■ TEXT SECTION
◇ ◇ ◇ ◇ ◇
California is choosing natural gas over Diablo Canyon’s clean energy
Faced with a recall election this year, Gov. Gavin Newsom is scrambling to ensure the lights will stay on this summer.
Rolling blackouts during a heat wave last August sent a clear warning: Utilities didn’t have enough power to meet periods of high demand. The pending 2025 closure of the Diablo Canyon nuclear power plant, one of the state’s largest sources of clean electricity, will only make the situation worse.
In response to last year’s blackouts, the State Water Resources Control Board has quietly extended waivers to natural gas plants on the California coast that had been scheduled to close because they use ocean water for cooling, exempting them from a ban on the practice the board established in 2010, when Newsom was its chairman.
These plants are among the dirtiest in the state and disproportionately impact low-income communities of color. Allowing them to continue to operate blows a hole in the state’s climate goals.
Newsom, the California Public Utilities Commission and the water board all insist the waivers are a temporary fix while the state builds more renewable energy. But with Diablo slated to close, don’t expect dirty power plants to shut down anytime soon.
The Union of Concerned Scientists, a longtime opponent of nuclear energy, recently released a devastating analysis acknowledging Diablo’s closure would result in a nearly 10% increase in California’s CO2 emissions relative to baseline — and the state missing its 2030 climate targets.
Much of this could have been avoided if the state had been willing to waive the once-through cooling rule for Diablo instead of for gas plants, which PG&E repeatedly asked for. Had it been granted, PG&E could almost certainly have relicensed Diablo.
◇ ◇ ◇ ◇ ◇
■ DATA RECORDS
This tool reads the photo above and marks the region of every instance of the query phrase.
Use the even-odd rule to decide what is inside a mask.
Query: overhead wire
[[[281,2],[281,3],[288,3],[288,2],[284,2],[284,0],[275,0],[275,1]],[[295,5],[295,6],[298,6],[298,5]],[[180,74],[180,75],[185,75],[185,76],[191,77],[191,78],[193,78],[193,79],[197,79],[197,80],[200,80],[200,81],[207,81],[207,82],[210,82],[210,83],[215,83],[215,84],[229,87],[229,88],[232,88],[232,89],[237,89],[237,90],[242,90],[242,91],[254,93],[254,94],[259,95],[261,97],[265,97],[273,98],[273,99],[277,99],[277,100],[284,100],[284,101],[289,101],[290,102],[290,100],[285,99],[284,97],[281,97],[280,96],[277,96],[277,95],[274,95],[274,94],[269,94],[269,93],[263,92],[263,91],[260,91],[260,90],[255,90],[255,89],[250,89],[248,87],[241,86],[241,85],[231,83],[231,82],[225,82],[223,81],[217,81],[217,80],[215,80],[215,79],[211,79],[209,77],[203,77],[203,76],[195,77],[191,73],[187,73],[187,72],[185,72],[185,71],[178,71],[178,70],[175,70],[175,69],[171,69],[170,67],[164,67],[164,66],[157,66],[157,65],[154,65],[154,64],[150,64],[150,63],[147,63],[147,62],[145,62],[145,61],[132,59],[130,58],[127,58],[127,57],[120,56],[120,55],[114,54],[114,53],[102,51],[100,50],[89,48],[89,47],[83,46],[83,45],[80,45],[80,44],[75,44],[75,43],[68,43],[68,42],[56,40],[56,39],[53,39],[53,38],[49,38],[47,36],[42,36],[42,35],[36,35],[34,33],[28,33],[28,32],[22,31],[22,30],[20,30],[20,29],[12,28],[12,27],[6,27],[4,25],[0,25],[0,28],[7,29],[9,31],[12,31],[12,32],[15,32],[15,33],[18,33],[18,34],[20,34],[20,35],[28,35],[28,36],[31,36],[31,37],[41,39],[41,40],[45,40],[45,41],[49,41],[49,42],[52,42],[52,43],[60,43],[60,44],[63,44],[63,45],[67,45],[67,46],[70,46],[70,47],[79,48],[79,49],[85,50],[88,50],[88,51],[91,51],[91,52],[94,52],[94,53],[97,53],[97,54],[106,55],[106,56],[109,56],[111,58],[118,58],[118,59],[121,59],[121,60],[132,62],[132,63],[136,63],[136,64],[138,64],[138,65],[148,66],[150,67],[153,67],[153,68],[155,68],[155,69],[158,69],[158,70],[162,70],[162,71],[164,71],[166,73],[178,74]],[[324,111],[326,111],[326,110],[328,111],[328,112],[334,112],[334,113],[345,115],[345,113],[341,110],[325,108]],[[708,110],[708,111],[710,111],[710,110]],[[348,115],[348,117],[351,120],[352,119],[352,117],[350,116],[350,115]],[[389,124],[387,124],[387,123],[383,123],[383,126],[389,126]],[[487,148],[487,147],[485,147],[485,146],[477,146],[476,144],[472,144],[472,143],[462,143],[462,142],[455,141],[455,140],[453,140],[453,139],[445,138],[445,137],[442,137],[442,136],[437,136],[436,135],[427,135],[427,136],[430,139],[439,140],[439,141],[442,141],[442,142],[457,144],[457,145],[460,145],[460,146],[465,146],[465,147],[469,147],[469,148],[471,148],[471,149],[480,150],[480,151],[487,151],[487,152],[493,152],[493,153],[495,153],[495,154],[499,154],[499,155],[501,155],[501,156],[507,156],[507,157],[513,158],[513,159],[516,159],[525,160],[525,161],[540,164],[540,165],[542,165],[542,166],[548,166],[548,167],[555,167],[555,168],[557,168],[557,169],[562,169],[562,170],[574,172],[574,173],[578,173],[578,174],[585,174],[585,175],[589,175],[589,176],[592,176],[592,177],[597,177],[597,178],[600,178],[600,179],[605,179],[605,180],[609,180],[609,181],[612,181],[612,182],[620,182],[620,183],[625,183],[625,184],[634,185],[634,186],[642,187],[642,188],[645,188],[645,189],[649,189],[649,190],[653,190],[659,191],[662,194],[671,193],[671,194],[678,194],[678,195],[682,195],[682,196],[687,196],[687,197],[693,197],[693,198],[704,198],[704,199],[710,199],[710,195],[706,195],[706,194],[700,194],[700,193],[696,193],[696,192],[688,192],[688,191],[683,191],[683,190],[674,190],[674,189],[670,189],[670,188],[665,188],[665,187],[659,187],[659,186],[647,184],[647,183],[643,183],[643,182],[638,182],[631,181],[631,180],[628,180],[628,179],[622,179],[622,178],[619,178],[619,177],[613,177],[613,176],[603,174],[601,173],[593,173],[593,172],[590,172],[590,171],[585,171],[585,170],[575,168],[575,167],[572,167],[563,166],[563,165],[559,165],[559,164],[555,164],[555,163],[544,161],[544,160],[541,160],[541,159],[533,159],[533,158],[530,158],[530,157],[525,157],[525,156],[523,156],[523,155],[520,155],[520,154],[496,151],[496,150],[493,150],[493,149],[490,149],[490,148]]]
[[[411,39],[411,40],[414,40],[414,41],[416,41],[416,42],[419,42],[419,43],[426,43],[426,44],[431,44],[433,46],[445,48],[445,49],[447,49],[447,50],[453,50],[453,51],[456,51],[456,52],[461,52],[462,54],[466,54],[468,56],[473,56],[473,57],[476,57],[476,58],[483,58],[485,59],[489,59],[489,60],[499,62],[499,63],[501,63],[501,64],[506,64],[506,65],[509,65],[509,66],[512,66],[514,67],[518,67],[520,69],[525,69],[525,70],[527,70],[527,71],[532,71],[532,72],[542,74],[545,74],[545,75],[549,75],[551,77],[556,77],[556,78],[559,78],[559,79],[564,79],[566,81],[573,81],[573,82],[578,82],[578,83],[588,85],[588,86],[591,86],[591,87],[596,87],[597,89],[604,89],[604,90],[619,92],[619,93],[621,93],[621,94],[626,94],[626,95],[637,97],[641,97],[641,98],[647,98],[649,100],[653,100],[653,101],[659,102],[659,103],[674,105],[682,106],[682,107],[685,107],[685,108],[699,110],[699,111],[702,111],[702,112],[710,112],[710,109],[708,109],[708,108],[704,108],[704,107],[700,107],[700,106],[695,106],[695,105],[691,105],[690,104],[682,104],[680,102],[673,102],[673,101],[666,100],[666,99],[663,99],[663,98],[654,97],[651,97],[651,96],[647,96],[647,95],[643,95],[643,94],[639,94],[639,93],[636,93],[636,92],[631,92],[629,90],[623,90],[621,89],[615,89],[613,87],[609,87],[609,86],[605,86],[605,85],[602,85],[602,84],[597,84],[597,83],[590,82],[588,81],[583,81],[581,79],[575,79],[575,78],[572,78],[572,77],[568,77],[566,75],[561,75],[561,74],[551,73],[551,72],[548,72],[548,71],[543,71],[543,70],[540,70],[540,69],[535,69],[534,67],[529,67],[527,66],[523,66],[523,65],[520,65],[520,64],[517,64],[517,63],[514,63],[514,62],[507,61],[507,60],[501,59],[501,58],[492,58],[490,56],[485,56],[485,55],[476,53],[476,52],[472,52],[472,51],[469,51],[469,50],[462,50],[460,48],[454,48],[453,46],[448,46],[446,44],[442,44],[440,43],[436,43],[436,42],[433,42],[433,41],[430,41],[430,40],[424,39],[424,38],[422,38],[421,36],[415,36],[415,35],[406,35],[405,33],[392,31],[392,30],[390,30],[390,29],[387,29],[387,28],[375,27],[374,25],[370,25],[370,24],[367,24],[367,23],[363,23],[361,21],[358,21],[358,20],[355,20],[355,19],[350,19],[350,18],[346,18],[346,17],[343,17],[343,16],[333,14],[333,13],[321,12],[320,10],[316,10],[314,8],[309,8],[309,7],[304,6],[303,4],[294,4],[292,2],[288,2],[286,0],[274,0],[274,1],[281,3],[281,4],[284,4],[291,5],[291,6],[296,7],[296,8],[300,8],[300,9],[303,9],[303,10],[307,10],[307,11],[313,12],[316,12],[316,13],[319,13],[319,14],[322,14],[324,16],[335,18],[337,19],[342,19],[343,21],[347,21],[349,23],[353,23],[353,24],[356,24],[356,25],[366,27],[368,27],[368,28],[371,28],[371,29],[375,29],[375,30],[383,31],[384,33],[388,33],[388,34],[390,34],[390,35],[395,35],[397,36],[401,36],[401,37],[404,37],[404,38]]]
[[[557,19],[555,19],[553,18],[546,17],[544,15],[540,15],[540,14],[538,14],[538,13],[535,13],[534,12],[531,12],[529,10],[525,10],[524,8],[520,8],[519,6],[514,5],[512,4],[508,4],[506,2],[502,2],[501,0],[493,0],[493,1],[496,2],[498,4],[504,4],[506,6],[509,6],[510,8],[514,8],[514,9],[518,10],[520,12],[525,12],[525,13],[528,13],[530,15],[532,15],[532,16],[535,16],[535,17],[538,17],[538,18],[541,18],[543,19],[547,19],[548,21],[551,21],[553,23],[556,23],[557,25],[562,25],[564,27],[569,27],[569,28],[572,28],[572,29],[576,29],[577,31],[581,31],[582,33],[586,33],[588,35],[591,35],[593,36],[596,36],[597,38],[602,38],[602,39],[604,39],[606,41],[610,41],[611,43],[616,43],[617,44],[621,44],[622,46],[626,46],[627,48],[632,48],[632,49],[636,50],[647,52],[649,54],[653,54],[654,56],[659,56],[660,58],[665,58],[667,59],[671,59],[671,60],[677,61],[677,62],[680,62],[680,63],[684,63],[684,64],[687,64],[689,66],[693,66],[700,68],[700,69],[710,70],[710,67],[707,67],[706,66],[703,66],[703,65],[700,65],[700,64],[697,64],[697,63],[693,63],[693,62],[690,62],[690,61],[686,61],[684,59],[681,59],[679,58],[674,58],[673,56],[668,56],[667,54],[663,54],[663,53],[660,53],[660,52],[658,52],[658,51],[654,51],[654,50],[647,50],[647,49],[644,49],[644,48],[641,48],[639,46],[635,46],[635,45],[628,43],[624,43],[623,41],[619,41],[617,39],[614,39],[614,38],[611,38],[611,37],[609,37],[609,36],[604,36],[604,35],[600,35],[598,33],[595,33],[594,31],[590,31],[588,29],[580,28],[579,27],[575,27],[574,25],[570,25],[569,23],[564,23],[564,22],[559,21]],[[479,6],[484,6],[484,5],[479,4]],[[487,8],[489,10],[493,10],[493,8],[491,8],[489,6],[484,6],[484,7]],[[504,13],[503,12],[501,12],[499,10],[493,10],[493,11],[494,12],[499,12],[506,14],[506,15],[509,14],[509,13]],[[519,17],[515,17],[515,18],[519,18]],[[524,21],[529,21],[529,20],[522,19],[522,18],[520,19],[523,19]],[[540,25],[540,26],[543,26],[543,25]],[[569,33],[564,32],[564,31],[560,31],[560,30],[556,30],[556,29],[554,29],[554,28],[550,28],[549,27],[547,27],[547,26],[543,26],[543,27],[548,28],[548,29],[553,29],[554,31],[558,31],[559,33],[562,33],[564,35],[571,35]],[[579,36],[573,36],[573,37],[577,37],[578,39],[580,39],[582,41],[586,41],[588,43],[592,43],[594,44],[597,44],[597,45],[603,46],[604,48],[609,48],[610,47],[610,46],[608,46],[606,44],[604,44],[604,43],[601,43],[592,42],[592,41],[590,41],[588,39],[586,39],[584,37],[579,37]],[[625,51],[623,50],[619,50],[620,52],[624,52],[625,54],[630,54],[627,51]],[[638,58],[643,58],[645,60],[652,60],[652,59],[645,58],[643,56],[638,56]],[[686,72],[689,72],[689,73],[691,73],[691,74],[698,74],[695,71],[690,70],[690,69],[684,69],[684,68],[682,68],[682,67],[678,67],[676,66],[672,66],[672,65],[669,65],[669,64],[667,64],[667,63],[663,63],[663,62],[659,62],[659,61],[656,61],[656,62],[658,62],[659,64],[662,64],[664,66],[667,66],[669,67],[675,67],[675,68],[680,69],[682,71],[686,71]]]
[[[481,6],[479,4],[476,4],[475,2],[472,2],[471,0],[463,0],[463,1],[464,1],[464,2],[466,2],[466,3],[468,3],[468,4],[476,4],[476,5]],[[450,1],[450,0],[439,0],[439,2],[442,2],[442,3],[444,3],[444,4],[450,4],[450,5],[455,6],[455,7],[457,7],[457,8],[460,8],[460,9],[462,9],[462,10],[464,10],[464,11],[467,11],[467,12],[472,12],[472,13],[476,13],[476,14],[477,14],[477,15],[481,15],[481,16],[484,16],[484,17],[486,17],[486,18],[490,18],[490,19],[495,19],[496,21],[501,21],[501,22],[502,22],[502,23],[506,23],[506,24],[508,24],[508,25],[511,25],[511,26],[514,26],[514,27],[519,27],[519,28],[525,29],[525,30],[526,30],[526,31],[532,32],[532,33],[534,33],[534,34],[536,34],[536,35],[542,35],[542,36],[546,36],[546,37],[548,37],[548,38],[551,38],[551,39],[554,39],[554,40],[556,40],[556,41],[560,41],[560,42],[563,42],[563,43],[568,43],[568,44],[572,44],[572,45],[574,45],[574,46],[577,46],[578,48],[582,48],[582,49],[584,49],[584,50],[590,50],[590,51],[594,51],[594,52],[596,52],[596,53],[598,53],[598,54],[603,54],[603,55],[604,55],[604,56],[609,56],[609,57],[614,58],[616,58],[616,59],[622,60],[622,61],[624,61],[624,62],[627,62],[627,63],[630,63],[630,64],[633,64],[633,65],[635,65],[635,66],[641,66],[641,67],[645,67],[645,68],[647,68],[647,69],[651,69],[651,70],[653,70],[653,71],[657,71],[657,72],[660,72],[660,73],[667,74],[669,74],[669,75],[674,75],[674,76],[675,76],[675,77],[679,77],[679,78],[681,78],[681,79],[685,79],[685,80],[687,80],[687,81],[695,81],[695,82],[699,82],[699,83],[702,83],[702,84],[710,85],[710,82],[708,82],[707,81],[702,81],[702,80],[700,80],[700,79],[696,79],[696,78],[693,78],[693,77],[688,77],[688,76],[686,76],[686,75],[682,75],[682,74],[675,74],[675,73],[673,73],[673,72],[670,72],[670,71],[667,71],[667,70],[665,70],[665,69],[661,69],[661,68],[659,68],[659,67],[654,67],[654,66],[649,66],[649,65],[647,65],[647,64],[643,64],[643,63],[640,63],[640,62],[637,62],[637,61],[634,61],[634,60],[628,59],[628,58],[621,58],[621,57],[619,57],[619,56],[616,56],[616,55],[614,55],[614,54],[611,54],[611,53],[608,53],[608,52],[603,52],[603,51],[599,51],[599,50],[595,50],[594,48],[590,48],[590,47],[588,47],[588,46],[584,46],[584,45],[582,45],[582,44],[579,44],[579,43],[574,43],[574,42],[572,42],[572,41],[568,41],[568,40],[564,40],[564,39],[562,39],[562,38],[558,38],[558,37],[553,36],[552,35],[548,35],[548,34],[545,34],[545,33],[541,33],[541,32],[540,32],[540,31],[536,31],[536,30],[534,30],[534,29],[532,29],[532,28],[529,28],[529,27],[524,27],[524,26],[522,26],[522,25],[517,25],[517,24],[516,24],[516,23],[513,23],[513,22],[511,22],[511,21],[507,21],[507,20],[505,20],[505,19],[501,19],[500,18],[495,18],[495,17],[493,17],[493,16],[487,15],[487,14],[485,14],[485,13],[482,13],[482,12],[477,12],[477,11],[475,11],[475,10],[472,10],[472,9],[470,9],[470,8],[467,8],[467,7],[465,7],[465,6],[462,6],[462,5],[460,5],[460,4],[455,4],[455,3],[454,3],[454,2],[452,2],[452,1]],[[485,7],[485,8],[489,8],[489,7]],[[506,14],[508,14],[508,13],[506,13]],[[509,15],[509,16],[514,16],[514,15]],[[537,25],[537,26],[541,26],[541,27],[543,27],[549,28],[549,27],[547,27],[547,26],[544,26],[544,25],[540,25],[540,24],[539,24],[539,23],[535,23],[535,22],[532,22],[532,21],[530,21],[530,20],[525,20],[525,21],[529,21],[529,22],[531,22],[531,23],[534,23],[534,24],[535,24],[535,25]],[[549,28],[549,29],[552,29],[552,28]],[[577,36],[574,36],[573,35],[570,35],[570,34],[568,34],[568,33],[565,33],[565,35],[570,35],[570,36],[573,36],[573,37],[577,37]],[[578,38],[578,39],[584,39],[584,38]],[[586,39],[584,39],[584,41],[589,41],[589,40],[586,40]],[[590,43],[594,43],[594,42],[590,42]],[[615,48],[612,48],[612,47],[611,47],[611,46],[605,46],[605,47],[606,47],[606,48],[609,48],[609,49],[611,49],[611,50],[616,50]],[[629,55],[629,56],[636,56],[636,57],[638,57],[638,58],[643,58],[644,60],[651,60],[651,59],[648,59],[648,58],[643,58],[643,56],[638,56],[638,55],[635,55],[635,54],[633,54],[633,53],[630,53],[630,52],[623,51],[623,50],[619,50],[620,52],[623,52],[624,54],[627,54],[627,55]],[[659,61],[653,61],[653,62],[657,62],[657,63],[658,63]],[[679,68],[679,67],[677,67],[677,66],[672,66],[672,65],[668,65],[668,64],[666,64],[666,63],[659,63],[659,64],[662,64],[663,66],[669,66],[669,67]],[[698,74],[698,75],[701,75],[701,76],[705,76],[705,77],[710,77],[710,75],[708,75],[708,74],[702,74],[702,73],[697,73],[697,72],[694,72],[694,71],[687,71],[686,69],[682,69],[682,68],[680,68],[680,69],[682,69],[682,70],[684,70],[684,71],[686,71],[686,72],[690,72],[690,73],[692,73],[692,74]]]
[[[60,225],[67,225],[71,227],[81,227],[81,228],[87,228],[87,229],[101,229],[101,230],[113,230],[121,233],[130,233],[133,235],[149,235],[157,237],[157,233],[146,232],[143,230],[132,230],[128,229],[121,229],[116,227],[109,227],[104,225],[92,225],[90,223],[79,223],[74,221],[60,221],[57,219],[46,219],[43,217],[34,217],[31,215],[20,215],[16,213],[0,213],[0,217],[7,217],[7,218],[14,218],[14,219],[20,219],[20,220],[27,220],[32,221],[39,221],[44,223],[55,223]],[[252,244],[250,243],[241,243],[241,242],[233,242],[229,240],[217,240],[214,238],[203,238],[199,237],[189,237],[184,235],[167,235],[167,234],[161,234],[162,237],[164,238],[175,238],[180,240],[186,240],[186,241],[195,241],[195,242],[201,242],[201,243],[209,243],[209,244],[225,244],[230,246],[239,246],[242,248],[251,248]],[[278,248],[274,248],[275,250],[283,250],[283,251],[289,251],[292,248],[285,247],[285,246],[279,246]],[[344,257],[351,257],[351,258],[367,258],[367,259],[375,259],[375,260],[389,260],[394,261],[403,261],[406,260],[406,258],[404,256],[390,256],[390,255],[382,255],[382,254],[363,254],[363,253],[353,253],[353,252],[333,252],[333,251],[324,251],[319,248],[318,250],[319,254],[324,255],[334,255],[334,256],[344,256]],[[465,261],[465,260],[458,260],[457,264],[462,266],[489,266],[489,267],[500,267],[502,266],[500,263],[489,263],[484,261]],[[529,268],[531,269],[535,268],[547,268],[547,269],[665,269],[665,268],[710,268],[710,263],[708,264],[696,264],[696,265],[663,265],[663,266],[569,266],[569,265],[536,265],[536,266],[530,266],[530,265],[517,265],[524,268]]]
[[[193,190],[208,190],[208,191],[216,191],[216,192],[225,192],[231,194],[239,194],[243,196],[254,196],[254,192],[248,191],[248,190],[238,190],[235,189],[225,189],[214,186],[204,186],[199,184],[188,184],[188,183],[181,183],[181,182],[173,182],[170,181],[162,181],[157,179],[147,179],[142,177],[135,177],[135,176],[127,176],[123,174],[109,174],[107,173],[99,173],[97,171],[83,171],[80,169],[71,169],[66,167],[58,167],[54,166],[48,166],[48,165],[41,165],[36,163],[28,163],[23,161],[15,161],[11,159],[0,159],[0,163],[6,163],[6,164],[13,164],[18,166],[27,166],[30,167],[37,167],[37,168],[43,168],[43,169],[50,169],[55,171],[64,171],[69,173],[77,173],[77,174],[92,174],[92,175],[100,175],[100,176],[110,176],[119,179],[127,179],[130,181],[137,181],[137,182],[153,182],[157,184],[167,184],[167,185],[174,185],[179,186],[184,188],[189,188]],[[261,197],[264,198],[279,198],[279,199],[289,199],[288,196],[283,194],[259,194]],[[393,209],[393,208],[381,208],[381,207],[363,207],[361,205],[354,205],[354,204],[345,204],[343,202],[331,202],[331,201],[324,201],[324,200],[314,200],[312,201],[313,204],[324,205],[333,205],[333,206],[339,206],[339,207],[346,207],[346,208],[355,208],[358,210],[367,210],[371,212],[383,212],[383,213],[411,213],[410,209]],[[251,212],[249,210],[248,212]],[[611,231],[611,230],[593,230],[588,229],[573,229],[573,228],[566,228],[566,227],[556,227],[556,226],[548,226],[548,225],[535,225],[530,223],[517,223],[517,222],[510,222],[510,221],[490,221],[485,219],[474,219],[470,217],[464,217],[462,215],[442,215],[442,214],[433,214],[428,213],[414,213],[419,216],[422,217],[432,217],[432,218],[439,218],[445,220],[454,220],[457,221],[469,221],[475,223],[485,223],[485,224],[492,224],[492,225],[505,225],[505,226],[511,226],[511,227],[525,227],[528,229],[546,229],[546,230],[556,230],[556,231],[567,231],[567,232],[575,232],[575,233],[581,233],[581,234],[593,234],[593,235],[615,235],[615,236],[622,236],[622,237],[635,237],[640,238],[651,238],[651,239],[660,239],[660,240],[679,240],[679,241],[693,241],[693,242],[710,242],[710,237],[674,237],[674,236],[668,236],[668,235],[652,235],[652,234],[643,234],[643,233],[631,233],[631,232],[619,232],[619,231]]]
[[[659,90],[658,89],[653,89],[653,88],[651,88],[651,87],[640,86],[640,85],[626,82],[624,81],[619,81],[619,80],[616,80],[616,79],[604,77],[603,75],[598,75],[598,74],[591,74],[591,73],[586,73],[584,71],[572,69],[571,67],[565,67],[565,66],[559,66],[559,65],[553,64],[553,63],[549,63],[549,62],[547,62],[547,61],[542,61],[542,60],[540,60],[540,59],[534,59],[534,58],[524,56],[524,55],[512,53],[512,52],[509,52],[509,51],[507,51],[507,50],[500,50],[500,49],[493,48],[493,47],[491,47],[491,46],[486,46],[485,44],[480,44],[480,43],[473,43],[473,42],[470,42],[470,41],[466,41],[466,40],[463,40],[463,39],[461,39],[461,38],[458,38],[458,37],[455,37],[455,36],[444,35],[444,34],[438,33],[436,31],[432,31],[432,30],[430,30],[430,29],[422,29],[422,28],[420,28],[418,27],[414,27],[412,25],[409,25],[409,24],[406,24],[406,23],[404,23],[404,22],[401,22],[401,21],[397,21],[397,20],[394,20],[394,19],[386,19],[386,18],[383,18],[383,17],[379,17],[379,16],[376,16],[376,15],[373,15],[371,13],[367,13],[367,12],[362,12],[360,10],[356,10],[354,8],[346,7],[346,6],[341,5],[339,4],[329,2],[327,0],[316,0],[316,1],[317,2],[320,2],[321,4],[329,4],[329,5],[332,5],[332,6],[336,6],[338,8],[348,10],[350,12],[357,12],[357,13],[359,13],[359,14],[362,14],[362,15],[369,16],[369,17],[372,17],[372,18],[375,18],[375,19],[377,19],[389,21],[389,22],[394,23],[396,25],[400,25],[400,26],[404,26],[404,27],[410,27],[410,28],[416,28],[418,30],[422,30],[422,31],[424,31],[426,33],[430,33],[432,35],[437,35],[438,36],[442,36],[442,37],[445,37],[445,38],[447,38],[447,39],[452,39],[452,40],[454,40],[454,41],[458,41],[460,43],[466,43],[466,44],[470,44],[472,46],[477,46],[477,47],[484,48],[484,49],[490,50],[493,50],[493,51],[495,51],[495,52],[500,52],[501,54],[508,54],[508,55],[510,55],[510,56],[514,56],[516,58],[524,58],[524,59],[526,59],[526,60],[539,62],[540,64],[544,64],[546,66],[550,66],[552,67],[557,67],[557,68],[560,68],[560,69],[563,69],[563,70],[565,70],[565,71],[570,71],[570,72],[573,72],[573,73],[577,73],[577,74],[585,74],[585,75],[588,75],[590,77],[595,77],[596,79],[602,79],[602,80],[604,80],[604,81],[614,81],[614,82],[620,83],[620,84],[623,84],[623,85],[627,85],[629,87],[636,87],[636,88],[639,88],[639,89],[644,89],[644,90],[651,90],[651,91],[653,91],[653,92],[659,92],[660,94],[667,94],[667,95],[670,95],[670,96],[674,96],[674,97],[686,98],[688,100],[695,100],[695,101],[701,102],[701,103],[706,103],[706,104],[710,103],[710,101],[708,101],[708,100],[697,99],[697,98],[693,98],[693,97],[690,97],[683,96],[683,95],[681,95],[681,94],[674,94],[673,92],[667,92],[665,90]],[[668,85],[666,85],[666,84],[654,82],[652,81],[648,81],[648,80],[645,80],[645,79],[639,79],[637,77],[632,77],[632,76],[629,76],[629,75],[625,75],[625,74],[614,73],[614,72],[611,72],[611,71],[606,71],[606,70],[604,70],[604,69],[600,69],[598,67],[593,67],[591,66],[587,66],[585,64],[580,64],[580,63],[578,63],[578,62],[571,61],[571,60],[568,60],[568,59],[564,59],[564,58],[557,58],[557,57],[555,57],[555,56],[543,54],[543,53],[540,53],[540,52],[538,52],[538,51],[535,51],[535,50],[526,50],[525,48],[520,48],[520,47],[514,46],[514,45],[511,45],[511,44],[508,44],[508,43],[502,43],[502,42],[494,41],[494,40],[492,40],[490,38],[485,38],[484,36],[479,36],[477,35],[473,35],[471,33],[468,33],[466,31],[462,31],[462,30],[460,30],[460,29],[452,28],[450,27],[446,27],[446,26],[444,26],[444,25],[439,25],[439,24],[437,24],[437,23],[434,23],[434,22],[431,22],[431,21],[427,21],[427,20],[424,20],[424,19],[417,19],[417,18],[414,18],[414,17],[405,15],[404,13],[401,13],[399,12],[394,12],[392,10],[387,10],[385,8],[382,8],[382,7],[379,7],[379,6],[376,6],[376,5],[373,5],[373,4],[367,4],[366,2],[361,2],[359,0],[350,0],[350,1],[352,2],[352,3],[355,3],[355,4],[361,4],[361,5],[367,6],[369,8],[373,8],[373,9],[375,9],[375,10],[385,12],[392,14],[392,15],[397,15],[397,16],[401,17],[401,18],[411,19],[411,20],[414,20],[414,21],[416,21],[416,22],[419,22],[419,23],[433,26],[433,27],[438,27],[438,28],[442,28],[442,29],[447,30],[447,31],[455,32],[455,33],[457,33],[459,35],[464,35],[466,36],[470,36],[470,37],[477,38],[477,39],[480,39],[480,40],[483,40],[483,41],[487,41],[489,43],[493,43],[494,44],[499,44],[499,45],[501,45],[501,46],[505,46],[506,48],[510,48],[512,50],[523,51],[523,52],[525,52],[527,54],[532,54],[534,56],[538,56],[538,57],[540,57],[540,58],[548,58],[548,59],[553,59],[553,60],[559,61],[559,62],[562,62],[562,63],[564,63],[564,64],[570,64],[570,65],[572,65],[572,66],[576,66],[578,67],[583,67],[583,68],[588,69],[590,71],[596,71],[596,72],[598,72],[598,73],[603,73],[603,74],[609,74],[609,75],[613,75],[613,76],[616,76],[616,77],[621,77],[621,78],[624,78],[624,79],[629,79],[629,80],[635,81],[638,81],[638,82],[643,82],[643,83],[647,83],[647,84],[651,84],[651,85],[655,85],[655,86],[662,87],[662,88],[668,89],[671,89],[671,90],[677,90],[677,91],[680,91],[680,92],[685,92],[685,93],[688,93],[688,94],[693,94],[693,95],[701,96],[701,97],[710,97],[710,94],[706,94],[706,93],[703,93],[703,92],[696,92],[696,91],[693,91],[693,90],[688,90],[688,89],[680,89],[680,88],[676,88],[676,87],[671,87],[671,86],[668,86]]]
◇ ◇ ◇ ◇ ◇
■ WRITTEN EXERCISE
In the article on Diablo Canyon, why had some natural gas plants on the California coast been set to close, and why are they still running? Answer in one to three sentences.

■ WRITTEN RESPONSE
They had been set to close because they use ocean water for cooling, which the State Water Resources Control Board banned in 2010. They're still running because the board extended waivers to them in response to last year's rolling blackouts.